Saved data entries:

--------

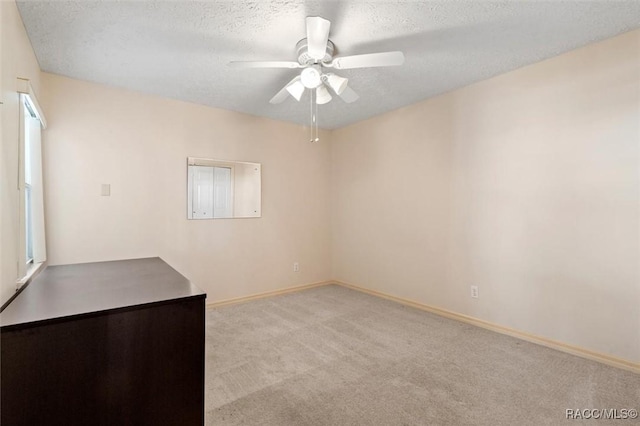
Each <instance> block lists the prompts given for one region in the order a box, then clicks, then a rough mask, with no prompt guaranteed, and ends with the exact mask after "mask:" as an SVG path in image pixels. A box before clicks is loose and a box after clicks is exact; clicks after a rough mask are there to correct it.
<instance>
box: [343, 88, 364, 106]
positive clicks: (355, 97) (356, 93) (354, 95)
mask: <svg viewBox="0 0 640 426" xmlns="http://www.w3.org/2000/svg"><path fill="white" fill-rule="evenodd" d="M338 96H340V98H341V99H342V100H343V101H345V102H346V103H348V104H350V103H351V102H355V101H357V100H358V99H359V98H360V96H358V94H357V93H356V92H354V91H353V89H352V88H351V87H349V86H347V87H345V89H344V90H343V91H342V93H341V94H339V95H338Z"/></svg>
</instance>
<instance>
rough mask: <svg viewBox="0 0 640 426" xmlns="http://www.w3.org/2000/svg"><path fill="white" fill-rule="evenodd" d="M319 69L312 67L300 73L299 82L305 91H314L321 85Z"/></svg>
mask: <svg viewBox="0 0 640 426" xmlns="http://www.w3.org/2000/svg"><path fill="white" fill-rule="evenodd" d="M321 75H322V74H321V72H320V67H319V66H318V65H312V66H310V67H307V68H305V69H303V70H302V72H301V73H300V81H302V84H303V85H304V87H306V88H307V89H315V88H316V87H318V86H320V85H321V84H322V78H321Z"/></svg>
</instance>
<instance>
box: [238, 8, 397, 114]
mask: <svg viewBox="0 0 640 426" xmlns="http://www.w3.org/2000/svg"><path fill="white" fill-rule="evenodd" d="M306 24H307V38H304V39H302V40H300V41H299V42H298V44H296V51H297V54H298V61H297V62H294V61H233V62H230V63H229V66H230V67H234V68H291V69H295V68H301V69H302V71H301V72H300V74H299V75H297V76H295V77H294V78H293V79H292V80H291V81H290V82H289V83H287V84H286V85H285V86H284V87H283V88H282V89H281V90H280V91H279V92H278V93H276V95H275V96H274V97H273V98H271V100H270V101H269V102H270V103H272V104H279V103H281V102H282V101H284V100H285V99H286V98H287V96H289V95H291V96H292V97H293V98H295V100H297V101H300V99H301V98H302V94H303V93H304V92H305V90H306V89H310V90H311V102H312V104H314V103H315V104H319V105H322V104H326V103H327V102H329V101H330V100H331V99H332V97H331V94H330V93H329V91H328V90H327V87H329V88H330V89H331V90H332V91H333V92H334V93H335V94H336V95H338V96H340V98H342V100H343V101H345V102H347V103H351V102H354V101H356V100H357V99H358V95H357V94H356V92H354V91H353V90H352V89H351V88H350V87H348V86H347V83H348V79H346V78H344V77H340V76H339V75H337V74H334V73H332V72H326V71H330V70H329V69H334V70H346V69H353V68H369V67H388V66H394V65H402V64H403V63H404V54H403V53H402V52H399V51H394V52H381V53H368V54H363V55H352V56H342V57H336V58H334V57H333V53H334V51H335V46H334V44H333V42H332V41H331V40H329V29H330V28H331V22H330V21H328V20H326V19H324V18H321V17H319V16H309V17H307V20H306ZM314 101H315V102H314Z"/></svg>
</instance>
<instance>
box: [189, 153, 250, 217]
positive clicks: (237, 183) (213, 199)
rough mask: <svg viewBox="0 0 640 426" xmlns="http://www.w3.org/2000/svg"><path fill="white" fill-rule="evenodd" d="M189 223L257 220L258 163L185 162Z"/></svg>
mask: <svg viewBox="0 0 640 426" xmlns="http://www.w3.org/2000/svg"><path fill="white" fill-rule="evenodd" d="M187 170H188V179H187V181H188V188H187V191H188V195H187V217H188V218H189V219H229V218H244V217H260V216H261V215H262V212H261V202H262V200H261V198H262V197H261V179H262V178H261V173H262V172H261V167H260V164H259V163H246V162H242V161H226V160H213V159H209V158H195V157H188V158H187Z"/></svg>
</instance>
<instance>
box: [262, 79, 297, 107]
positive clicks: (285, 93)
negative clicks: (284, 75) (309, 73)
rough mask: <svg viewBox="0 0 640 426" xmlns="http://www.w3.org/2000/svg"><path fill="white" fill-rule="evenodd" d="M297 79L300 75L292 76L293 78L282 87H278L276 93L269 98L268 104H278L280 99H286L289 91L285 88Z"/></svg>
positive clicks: (280, 99) (279, 100)
mask: <svg viewBox="0 0 640 426" xmlns="http://www.w3.org/2000/svg"><path fill="white" fill-rule="evenodd" d="M298 80H300V76H299V75H297V76H295V77H293V79H292V80H291V81H290V82H288V83H287V84H285V85H284V87H283V88H282V89H280V91H279V92H278V93H276V94H275V96H274V97H273V98H271V100H270V101H269V103H270V104H279V103H281V102H282V101H284V100H285V99H287V96H289V91H288V90H287V88H288V87H289V86H290V85H292V84H293V83H295V82H296V81H298Z"/></svg>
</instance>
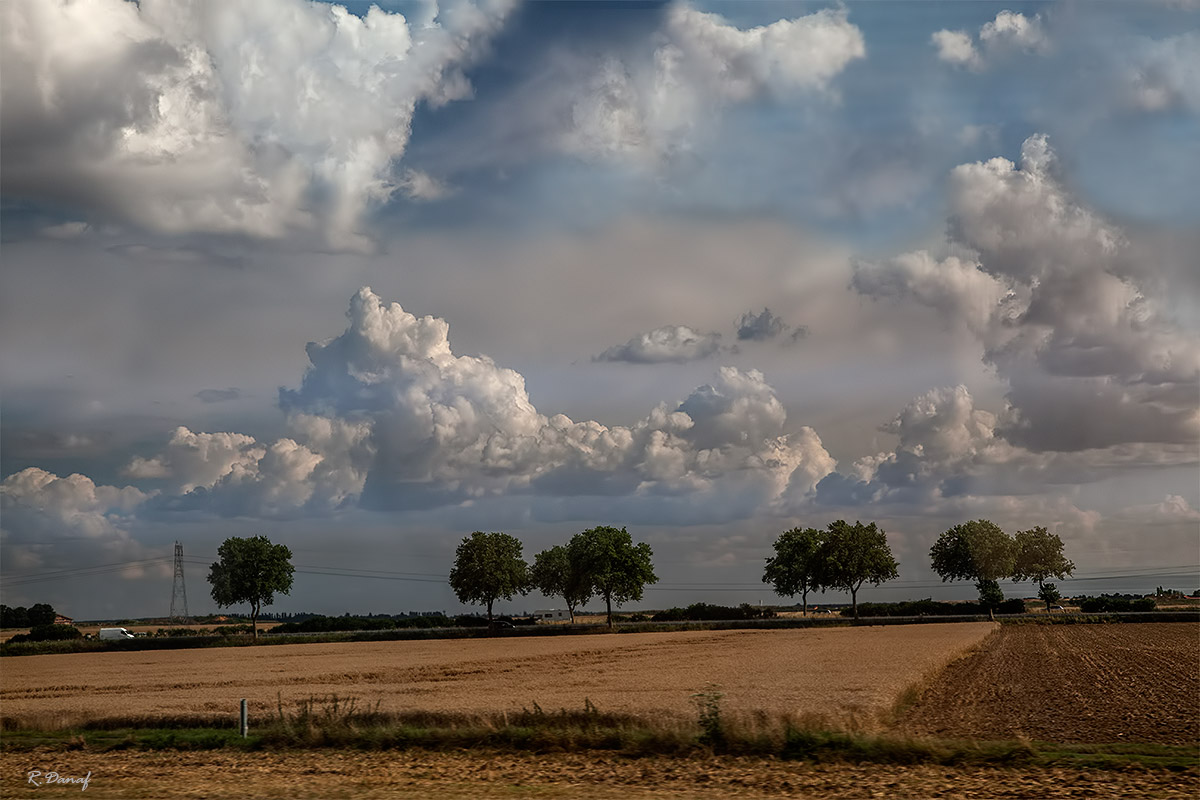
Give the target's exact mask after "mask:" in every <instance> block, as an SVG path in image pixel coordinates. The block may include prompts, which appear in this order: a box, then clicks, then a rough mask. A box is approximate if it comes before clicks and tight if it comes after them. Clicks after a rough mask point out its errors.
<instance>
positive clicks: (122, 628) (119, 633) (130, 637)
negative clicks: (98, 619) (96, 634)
mask: <svg viewBox="0 0 1200 800" xmlns="http://www.w3.org/2000/svg"><path fill="white" fill-rule="evenodd" d="M100 638H101V639H132V638H133V634H132V633H130V632H128V631H126V630H125V628H124V627H102V628H100Z"/></svg>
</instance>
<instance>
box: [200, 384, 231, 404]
mask: <svg viewBox="0 0 1200 800" xmlns="http://www.w3.org/2000/svg"><path fill="white" fill-rule="evenodd" d="M239 397H241V390H240V389H236V387H234V386H230V387H229V389H202V390H200V391H198V392H196V399H198V401H200V402H202V403H223V402H226V401H232V399H238V398H239Z"/></svg>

--------

*Task to complete*.
What this exercise asks for is every line of the data above with the word "before".

*Written answer*.
Each <instance> block lists the prompts given for one region in the order a box, then clicks, then a rough mask, with no prompt guaranteed, and ends with the exact mask after "mask:" as an SVG path in image pixels. A box before clicks is loose and a box after clicks is exact; clicks after a rough mask are there to correct it.
Give the target's exact mask after "mask:" in every <instance> block, as an SVG path in image pixel coordinates. The block may include prompts, which appear in this order: a box, then clicks, then a rough mask. A box is approximate if it comes before clicks and tight if it comes after them. Clicks after a rough mask point out its errors.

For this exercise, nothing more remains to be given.